==== Excerpted text ====

This past Saturday, dozens of computer programmers descended upon a mansion in Cupertino, California to enjoy massive troughs of Indian food, camaraderie, and 12 hours of working on a diverse array of projects alongside one another.
I visited the event, called SuperHappyDevHouse 20, as an observer. It made me wonder: What if all scientists worked this way?
Granted, it would be immensely difficult, and possibly dangerous, for a hundred chemists or biologists to bring all of their instruments to a suburban home and set up shop for the weekend. All scientists have conferences that they can attend. But I think that there is a point to be made here.
Coders are accustomed to communicating with each other must faster than their laboratory-bound counterparts. Some Google employees told me how they are barraged each day with a phalanx of email. Countless message boards, IRC channels, and other sites allow isolated programmers to share with each other. And then we have this: a gathering with lightning talks and guys squeezed ten to a folding table sharing ideas as quickly as they can speak. Perhaps this allows their culture and projects to evolve more quickly as well.
By comparison, there are few chemistry message boards, and only the open access journals like chemistry central include a comments thread alongside every peer-reviewed research paper, and conferences are dry, twice-a-year poster and powerpoint affairs.
It makes perfect sense that information technology for laboratory scientists would lag behind that which is at the disposal of career programmers, because the coders can make their own. But despite that understanding, I want more. I want lightning talks, and hack days, and zillions of active boards for biologists and chemists and physicists.
Instead, I have absolutely no idea what goes on in the labs on either side of mine. I know what topics my neighbors are studying, but I don’t see the nitty gritty details. Concrete walls separate us.
Increasing the rate at which laboratory science evolves is a challenge for architects. Would researchers work more effectively in cavernous labs that allow them to interact more fluidly with hundreds rather than a handful of other scientists? Could a business profit from renting out a venue where scientists temporarily set up camp to show each other the latest techniques? While it may be impractical, it would seem far more colorful than simply meeting in a convention center and watching slide shows.
Rare stories of organic chemists bringing insect pheromones or other oddities with them to conferences are the stuff of legend.
There is a small silver lining to this cloud. Websites like the Journal of Visualized Experiments have sprung up to share the minutia of what goes on in labs — allowing researchers from across the globe to reproduce complicated procedures with less difficulty. But still, there is something to be said for being there.

====

• **What is required**
Rewrite the article starting at "It makes perfect" and ending at "walls separate us.", changing "Concrete" to "Brick". Use only the article to answer.

==== Data shown ====

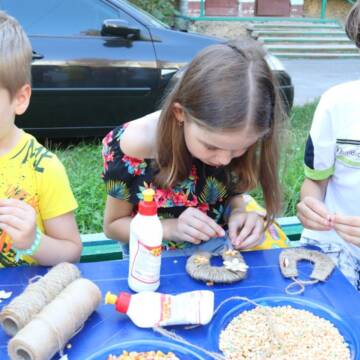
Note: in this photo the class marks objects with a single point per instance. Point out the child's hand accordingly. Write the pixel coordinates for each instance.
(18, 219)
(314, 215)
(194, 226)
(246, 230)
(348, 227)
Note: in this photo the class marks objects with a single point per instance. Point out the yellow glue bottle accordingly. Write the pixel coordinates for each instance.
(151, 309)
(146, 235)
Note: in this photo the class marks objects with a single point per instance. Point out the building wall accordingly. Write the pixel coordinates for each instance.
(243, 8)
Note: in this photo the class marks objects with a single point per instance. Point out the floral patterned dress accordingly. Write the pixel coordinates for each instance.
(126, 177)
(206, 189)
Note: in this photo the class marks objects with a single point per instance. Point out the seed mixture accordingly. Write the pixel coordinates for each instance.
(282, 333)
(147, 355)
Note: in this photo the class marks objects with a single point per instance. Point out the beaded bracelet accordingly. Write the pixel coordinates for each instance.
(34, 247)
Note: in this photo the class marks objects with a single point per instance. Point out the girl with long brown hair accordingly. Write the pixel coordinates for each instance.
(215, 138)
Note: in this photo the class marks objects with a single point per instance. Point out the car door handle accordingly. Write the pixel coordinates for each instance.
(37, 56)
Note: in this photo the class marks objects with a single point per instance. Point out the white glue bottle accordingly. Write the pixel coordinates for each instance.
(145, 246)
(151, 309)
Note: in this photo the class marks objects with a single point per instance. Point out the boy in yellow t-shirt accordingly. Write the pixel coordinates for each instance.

====
==== Data shown ====

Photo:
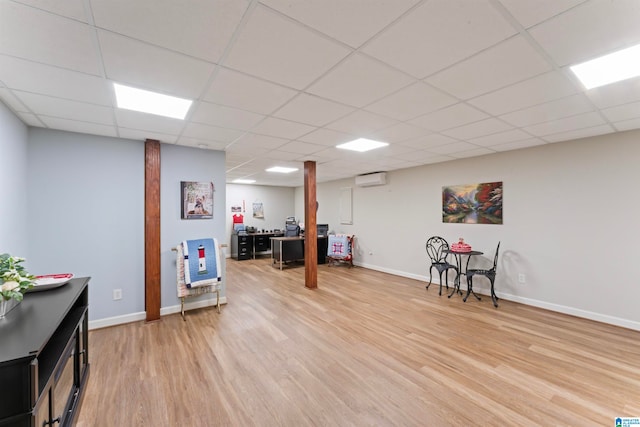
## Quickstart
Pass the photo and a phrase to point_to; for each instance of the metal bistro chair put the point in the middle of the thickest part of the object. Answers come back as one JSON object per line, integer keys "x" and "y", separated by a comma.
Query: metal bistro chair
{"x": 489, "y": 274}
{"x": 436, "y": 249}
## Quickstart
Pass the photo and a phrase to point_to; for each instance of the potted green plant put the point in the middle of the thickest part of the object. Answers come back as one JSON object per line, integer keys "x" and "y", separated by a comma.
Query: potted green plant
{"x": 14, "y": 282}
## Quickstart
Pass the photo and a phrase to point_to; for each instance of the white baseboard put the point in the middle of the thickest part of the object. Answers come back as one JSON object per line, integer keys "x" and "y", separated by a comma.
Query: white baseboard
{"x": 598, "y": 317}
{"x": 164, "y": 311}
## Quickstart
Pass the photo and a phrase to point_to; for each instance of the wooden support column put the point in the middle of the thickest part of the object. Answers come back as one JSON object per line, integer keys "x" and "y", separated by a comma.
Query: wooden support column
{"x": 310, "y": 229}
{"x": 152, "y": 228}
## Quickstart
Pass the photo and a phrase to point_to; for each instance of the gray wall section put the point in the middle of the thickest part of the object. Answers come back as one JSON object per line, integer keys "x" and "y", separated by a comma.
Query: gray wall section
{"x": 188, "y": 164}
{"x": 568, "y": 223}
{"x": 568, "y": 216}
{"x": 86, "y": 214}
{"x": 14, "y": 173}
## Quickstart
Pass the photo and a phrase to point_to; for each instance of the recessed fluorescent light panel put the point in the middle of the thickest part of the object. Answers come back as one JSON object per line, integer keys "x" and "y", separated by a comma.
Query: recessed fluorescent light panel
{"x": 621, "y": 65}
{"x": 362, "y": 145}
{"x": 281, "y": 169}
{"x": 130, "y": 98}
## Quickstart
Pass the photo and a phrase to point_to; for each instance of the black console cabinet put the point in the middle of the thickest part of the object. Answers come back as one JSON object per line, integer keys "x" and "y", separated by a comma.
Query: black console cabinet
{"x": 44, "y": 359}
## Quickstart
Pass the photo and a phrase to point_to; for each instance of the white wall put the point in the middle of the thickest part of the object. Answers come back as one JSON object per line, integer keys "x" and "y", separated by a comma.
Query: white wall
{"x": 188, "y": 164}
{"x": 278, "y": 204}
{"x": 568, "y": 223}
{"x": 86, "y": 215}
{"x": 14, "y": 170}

====
==== Data shown ====

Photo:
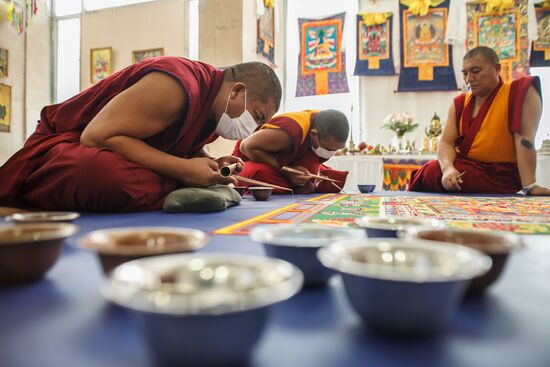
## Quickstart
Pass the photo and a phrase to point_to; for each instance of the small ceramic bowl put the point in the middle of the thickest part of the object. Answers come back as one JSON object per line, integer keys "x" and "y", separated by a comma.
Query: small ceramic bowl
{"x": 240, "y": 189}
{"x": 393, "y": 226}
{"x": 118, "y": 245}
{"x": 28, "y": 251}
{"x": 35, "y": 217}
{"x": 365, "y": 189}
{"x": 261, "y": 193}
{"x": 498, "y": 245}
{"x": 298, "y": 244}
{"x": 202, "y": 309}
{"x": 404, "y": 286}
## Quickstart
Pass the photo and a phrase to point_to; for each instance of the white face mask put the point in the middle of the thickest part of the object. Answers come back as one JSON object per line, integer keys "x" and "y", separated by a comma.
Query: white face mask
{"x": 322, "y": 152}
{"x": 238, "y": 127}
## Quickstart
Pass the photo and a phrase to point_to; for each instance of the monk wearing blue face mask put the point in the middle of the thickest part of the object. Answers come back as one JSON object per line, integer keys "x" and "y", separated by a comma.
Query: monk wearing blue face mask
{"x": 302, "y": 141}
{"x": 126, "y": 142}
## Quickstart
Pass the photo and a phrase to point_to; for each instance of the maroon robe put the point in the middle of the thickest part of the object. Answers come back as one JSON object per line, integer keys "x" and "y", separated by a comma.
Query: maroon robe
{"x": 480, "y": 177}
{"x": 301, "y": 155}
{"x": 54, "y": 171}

====

• **Written solution**
It makes perfect sense that information technology for laboratory scientists would lag behind that which is at the disposal of career programmers, because the coders can make their own. But despite that understanding, I want more. I want lightning talks, and hack days, and zillions of active boards for biologists and chemists and physicists.
Instead, I have absolutely no idea what goes on in the labs on either side of mine. I know what topics my neighbors are studying, but I don’t see the nitty gritty details. Brick walls separate us.